(Collected data)

▼

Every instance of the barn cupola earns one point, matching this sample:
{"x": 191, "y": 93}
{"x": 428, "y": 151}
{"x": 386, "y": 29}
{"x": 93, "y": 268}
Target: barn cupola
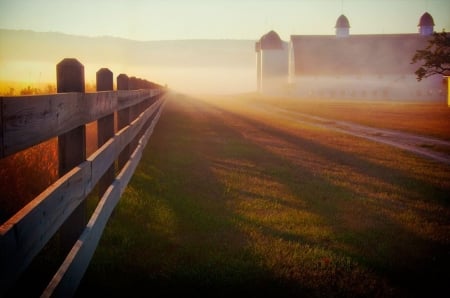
{"x": 342, "y": 26}
{"x": 270, "y": 41}
{"x": 426, "y": 24}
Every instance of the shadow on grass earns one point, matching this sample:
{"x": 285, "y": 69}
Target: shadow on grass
{"x": 179, "y": 227}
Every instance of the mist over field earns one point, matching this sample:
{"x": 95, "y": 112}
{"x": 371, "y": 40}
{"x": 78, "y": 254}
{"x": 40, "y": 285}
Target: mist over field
{"x": 195, "y": 66}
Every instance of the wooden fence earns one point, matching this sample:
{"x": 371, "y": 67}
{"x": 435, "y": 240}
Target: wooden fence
{"x": 125, "y": 120}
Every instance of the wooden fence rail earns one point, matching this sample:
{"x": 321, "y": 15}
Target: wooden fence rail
{"x": 29, "y": 120}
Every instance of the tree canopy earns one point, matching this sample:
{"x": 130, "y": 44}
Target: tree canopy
{"x": 435, "y": 57}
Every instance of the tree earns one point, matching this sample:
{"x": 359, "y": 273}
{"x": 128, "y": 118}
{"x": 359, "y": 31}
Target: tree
{"x": 436, "y": 56}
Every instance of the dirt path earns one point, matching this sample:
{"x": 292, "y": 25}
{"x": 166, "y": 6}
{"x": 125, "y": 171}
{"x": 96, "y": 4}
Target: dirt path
{"x": 432, "y": 148}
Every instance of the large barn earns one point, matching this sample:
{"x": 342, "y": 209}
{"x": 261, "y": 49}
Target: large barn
{"x": 347, "y": 66}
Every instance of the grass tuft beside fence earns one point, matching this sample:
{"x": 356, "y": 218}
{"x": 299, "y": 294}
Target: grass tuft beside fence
{"x": 234, "y": 201}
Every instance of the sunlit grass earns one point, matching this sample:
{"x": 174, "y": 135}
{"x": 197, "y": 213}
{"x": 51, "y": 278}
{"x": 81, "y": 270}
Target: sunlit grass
{"x": 26, "y": 174}
{"x": 232, "y": 200}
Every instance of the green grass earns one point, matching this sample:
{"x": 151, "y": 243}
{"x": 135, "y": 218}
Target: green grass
{"x": 229, "y": 201}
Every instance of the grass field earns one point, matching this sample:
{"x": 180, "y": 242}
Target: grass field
{"x": 232, "y": 200}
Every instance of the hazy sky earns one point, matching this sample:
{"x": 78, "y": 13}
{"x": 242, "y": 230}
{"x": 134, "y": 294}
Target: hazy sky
{"x": 218, "y": 19}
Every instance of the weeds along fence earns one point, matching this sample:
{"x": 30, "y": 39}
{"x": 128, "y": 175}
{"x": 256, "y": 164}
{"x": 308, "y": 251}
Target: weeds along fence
{"x": 125, "y": 120}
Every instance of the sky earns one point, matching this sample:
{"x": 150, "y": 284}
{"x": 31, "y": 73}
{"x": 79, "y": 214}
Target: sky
{"x": 217, "y": 19}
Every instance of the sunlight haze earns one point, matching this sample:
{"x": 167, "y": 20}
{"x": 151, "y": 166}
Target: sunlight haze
{"x": 134, "y": 23}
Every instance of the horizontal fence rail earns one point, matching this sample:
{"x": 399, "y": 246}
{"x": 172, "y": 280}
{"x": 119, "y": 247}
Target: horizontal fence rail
{"x": 29, "y": 120}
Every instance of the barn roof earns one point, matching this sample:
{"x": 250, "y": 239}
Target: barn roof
{"x": 426, "y": 20}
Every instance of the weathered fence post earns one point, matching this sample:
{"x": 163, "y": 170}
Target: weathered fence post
{"x": 105, "y": 126}
{"x": 71, "y": 149}
{"x": 123, "y": 118}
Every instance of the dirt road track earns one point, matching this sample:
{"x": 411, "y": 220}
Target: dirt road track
{"x": 432, "y": 148}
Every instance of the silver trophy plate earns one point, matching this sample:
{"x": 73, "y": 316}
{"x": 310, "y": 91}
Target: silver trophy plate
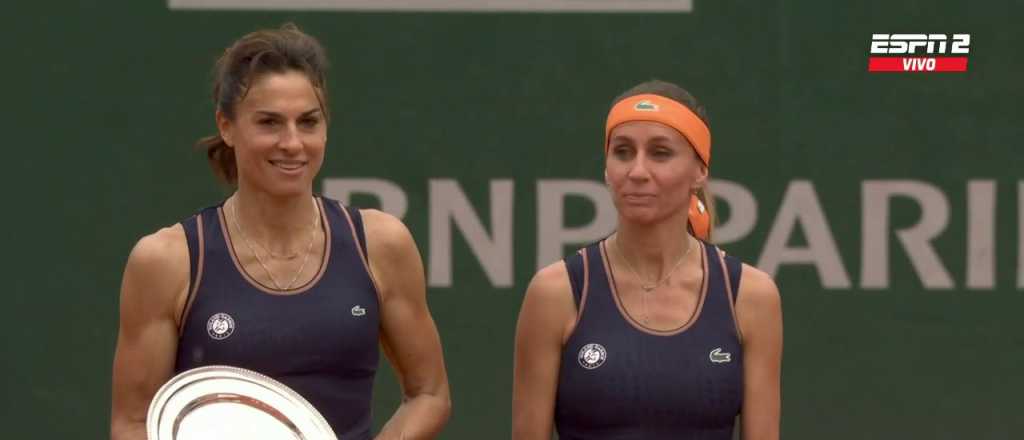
{"x": 229, "y": 403}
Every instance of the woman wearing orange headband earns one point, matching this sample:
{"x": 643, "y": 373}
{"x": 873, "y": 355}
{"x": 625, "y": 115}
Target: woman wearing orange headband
{"x": 651, "y": 333}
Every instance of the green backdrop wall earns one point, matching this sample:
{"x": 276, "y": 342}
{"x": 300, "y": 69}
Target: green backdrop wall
{"x": 103, "y": 100}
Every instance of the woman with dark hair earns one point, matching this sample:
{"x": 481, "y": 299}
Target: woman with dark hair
{"x": 651, "y": 333}
{"x": 275, "y": 278}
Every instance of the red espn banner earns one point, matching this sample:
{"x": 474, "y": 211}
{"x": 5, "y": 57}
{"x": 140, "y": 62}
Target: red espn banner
{"x": 916, "y": 63}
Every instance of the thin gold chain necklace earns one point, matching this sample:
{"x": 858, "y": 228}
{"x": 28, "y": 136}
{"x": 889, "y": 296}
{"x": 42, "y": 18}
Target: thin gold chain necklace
{"x": 312, "y": 238}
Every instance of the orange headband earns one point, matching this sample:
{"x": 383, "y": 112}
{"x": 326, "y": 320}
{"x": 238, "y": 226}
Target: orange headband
{"x": 662, "y": 110}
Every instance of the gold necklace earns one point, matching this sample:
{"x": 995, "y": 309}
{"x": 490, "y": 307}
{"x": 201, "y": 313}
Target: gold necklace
{"x": 647, "y": 289}
{"x": 651, "y": 287}
{"x": 312, "y": 237}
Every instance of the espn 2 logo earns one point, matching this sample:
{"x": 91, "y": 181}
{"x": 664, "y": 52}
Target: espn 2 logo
{"x": 907, "y": 45}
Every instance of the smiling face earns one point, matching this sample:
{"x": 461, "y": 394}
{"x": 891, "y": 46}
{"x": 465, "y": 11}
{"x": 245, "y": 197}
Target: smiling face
{"x": 279, "y": 134}
{"x": 651, "y": 170}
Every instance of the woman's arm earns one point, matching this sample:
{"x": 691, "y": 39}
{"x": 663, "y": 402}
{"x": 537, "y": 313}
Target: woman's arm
{"x": 409, "y": 337}
{"x": 546, "y": 319}
{"x": 759, "y": 311}
{"x": 153, "y": 289}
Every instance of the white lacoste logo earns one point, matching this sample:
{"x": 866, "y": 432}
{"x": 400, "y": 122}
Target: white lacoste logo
{"x": 592, "y": 355}
{"x": 220, "y": 325}
{"x": 717, "y": 356}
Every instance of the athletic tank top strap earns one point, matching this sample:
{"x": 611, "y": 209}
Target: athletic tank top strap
{"x": 360, "y": 234}
{"x": 578, "y": 272}
{"x": 735, "y": 269}
{"x": 194, "y": 228}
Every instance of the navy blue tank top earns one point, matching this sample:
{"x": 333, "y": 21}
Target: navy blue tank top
{"x": 621, "y": 381}
{"x": 320, "y": 339}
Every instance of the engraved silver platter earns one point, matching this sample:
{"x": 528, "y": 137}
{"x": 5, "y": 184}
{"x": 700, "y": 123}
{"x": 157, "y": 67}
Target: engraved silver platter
{"x": 228, "y": 403}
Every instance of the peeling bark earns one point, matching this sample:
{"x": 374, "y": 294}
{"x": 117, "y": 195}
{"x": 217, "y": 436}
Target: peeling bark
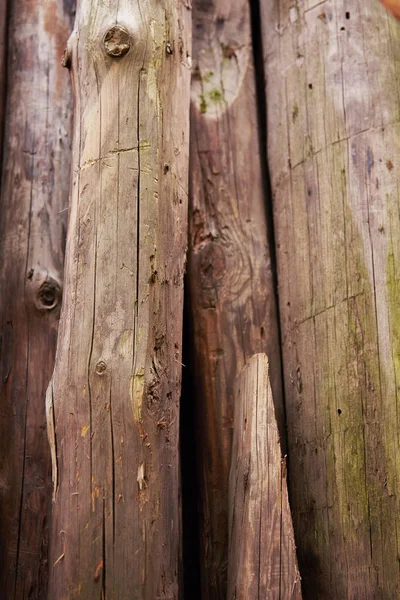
{"x": 333, "y": 85}
{"x": 33, "y": 208}
{"x": 262, "y": 553}
{"x": 232, "y": 298}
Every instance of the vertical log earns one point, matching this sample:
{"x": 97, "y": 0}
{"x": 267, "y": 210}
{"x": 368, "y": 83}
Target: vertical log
{"x": 333, "y": 85}
{"x": 262, "y": 554}
{"x": 229, "y": 271}
{"x": 114, "y": 399}
{"x": 3, "y": 70}
{"x": 35, "y": 182}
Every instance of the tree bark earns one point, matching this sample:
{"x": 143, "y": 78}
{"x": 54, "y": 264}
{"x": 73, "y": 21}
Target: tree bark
{"x": 34, "y": 200}
{"x": 113, "y": 404}
{"x": 262, "y": 554}
{"x": 231, "y": 289}
{"x": 3, "y": 70}
{"x": 334, "y": 145}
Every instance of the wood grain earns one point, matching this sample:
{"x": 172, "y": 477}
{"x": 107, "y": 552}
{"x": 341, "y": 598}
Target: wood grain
{"x": 3, "y": 69}
{"x": 262, "y": 554}
{"x": 333, "y": 85}
{"x": 232, "y": 298}
{"x": 33, "y": 214}
{"x": 114, "y": 398}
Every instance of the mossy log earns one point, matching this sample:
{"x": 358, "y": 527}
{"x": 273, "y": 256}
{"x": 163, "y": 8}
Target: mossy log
{"x": 113, "y": 403}
{"x": 232, "y": 298}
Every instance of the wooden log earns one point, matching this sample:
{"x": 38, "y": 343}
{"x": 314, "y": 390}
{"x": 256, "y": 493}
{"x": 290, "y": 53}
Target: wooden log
{"x": 113, "y": 404}
{"x": 333, "y": 85}
{"x": 3, "y": 70}
{"x": 33, "y": 216}
{"x": 262, "y": 553}
{"x": 232, "y": 299}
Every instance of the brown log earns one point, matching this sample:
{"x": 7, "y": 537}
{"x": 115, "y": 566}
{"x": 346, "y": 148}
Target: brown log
{"x": 113, "y": 404}
{"x": 3, "y": 70}
{"x": 33, "y": 214}
{"x": 262, "y": 553}
{"x": 333, "y": 84}
{"x": 229, "y": 269}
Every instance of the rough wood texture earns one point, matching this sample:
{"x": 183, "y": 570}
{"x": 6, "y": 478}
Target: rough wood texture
{"x": 262, "y": 554}
{"x": 229, "y": 275}
{"x": 3, "y": 70}
{"x": 35, "y": 183}
{"x": 333, "y": 85}
{"x": 114, "y": 399}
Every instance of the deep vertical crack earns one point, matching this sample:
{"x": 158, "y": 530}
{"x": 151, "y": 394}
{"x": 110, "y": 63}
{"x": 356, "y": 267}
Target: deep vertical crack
{"x": 260, "y": 82}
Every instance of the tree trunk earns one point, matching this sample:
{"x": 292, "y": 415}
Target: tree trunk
{"x": 3, "y": 70}
{"x": 334, "y": 146}
{"x": 113, "y": 404}
{"x": 230, "y": 282}
{"x": 34, "y": 200}
{"x": 262, "y": 554}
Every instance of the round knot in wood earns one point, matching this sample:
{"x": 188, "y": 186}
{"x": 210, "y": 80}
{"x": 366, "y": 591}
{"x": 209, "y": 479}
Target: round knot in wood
{"x": 117, "y": 41}
{"x": 101, "y": 367}
{"x": 44, "y": 290}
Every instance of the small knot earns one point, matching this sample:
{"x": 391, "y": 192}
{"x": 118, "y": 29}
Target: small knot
{"x": 101, "y": 367}
{"x": 46, "y": 291}
{"x": 117, "y": 42}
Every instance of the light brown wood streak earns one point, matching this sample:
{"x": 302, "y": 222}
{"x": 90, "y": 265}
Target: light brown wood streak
{"x": 333, "y": 89}
{"x": 262, "y": 553}
{"x": 3, "y": 69}
{"x": 116, "y": 384}
{"x": 33, "y": 210}
{"x": 229, "y": 269}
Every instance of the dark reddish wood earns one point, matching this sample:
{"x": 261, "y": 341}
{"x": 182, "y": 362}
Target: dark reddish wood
{"x": 262, "y": 552}
{"x": 35, "y": 182}
{"x": 113, "y": 406}
{"x": 229, "y": 268}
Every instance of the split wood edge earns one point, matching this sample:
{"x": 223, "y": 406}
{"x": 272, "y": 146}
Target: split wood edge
{"x": 262, "y": 554}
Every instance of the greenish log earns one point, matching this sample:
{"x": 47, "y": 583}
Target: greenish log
{"x": 333, "y": 88}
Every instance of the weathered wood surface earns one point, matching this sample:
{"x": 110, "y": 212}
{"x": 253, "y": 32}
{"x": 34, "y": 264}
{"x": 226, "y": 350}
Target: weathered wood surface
{"x": 35, "y": 183}
{"x": 3, "y": 70}
{"x": 229, "y": 271}
{"x": 114, "y": 399}
{"x": 262, "y": 554}
{"x": 333, "y": 85}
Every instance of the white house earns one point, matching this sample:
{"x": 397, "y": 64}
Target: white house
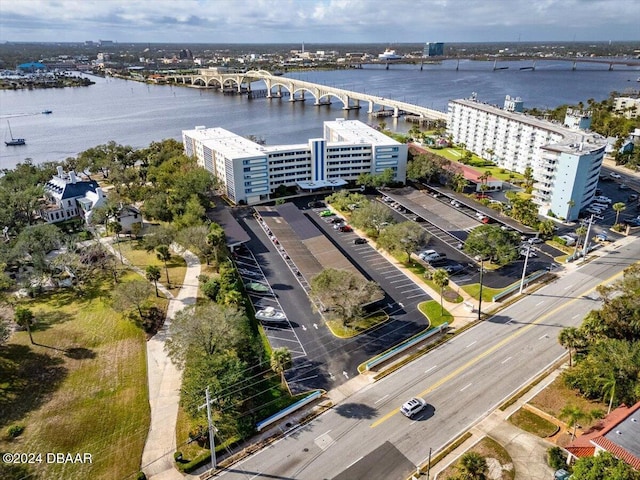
{"x": 68, "y": 197}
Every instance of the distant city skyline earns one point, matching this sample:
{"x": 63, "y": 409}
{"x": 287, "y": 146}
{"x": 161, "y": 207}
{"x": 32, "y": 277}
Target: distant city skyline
{"x": 318, "y": 21}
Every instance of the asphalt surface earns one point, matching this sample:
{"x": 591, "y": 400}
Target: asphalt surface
{"x": 321, "y": 360}
{"x": 462, "y": 381}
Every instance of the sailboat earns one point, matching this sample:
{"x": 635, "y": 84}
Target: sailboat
{"x": 14, "y": 141}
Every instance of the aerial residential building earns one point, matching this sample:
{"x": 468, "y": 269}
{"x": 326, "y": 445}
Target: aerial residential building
{"x": 565, "y": 160}
{"x": 250, "y": 172}
{"x": 433, "y": 49}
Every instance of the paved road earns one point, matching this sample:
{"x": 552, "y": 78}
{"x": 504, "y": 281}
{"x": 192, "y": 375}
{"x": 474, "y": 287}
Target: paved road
{"x": 462, "y": 381}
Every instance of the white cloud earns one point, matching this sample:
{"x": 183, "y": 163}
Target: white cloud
{"x": 245, "y": 21}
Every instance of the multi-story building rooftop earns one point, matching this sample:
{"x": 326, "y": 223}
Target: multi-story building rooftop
{"x": 565, "y": 161}
{"x": 250, "y": 172}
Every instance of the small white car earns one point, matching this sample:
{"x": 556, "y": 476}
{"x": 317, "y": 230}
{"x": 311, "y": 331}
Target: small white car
{"x": 413, "y": 406}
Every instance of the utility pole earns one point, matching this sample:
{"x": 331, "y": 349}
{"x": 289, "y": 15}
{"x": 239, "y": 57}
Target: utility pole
{"x": 524, "y": 269}
{"x": 212, "y": 429}
{"x": 480, "y": 296}
{"x": 586, "y": 240}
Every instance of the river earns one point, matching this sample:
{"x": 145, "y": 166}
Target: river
{"x": 136, "y": 114}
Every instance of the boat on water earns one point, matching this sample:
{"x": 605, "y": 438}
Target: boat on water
{"x": 270, "y": 314}
{"x": 12, "y": 142}
{"x": 389, "y": 55}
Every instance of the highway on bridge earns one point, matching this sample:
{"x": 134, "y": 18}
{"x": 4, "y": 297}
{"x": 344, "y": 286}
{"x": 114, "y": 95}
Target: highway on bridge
{"x": 462, "y": 381}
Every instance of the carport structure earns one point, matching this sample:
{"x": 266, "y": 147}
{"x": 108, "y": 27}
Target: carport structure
{"x": 309, "y": 249}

▲

• **WHAT YOU ARE ASKED TO DO**
The lines to reproduce run from the one that contains "Every instance of the sailboat" through the last line above; copy them exactly.

• **RESULT**
Every instance of the sailboat earns one point, matching this sample:
{"x": 635, "y": 84}
Target: sailboat
{"x": 14, "y": 141}
Every instance of the aerial residential building earns one point, matching this sample:
{"x": 468, "y": 269}
{"x": 326, "y": 445}
Target: aerial residential building
{"x": 565, "y": 160}
{"x": 250, "y": 172}
{"x": 433, "y": 49}
Every instance of the paved road earns one point, matching this sample:
{"x": 552, "y": 78}
{"x": 504, "y": 281}
{"x": 192, "y": 375}
{"x": 474, "y": 287}
Target: paved road
{"x": 462, "y": 381}
Every instance of the white cloud earns one point, matching this sample:
{"x": 183, "y": 163}
Target: white cloud
{"x": 245, "y": 21}
Every instance of the multi-story building rooftop earns one point, matching this sample:
{"x": 326, "y": 223}
Target: multi-story building rooftop
{"x": 565, "y": 161}
{"x": 250, "y": 172}
Every instance of the small white car earns one point, matching this sample:
{"x": 556, "y": 476}
{"x": 317, "y": 230}
{"x": 311, "y": 331}
Target: small white car
{"x": 413, "y": 406}
Every instance of the utility pole earns one point, matching this sample:
{"x": 331, "y": 349}
{"x": 289, "y": 15}
{"x": 239, "y": 57}
Target: utility pole
{"x": 524, "y": 269}
{"x": 212, "y": 429}
{"x": 480, "y": 296}
{"x": 586, "y": 240}
Every instance of the river earns one point, matching this sample:
{"x": 145, "y": 166}
Target: river
{"x": 136, "y": 114}
Every instance of the boat on water earns one point, matching this sample:
{"x": 605, "y": 438}
Target: boat on water
{"x": 270, "y": 314}
{"x": 12, "y": 142}
{"x": 389, "y": 55}
Every instance of the highway on bridge earns one point, matching this sample:
{"x": 134, "y": 18}
{"x": 4, "y": 297}
{"x": 344, "y": 286}
{"x": 114, "y": 95}
Target: highway on bridge
{"x": 462, "y": 381}
Every instance of the carport structure earns one point, matching this sample:
{"x": 266, "y": 147}
{"x": 108, "y": 27}
Target: carport structure
{"x": 309, "y": 249}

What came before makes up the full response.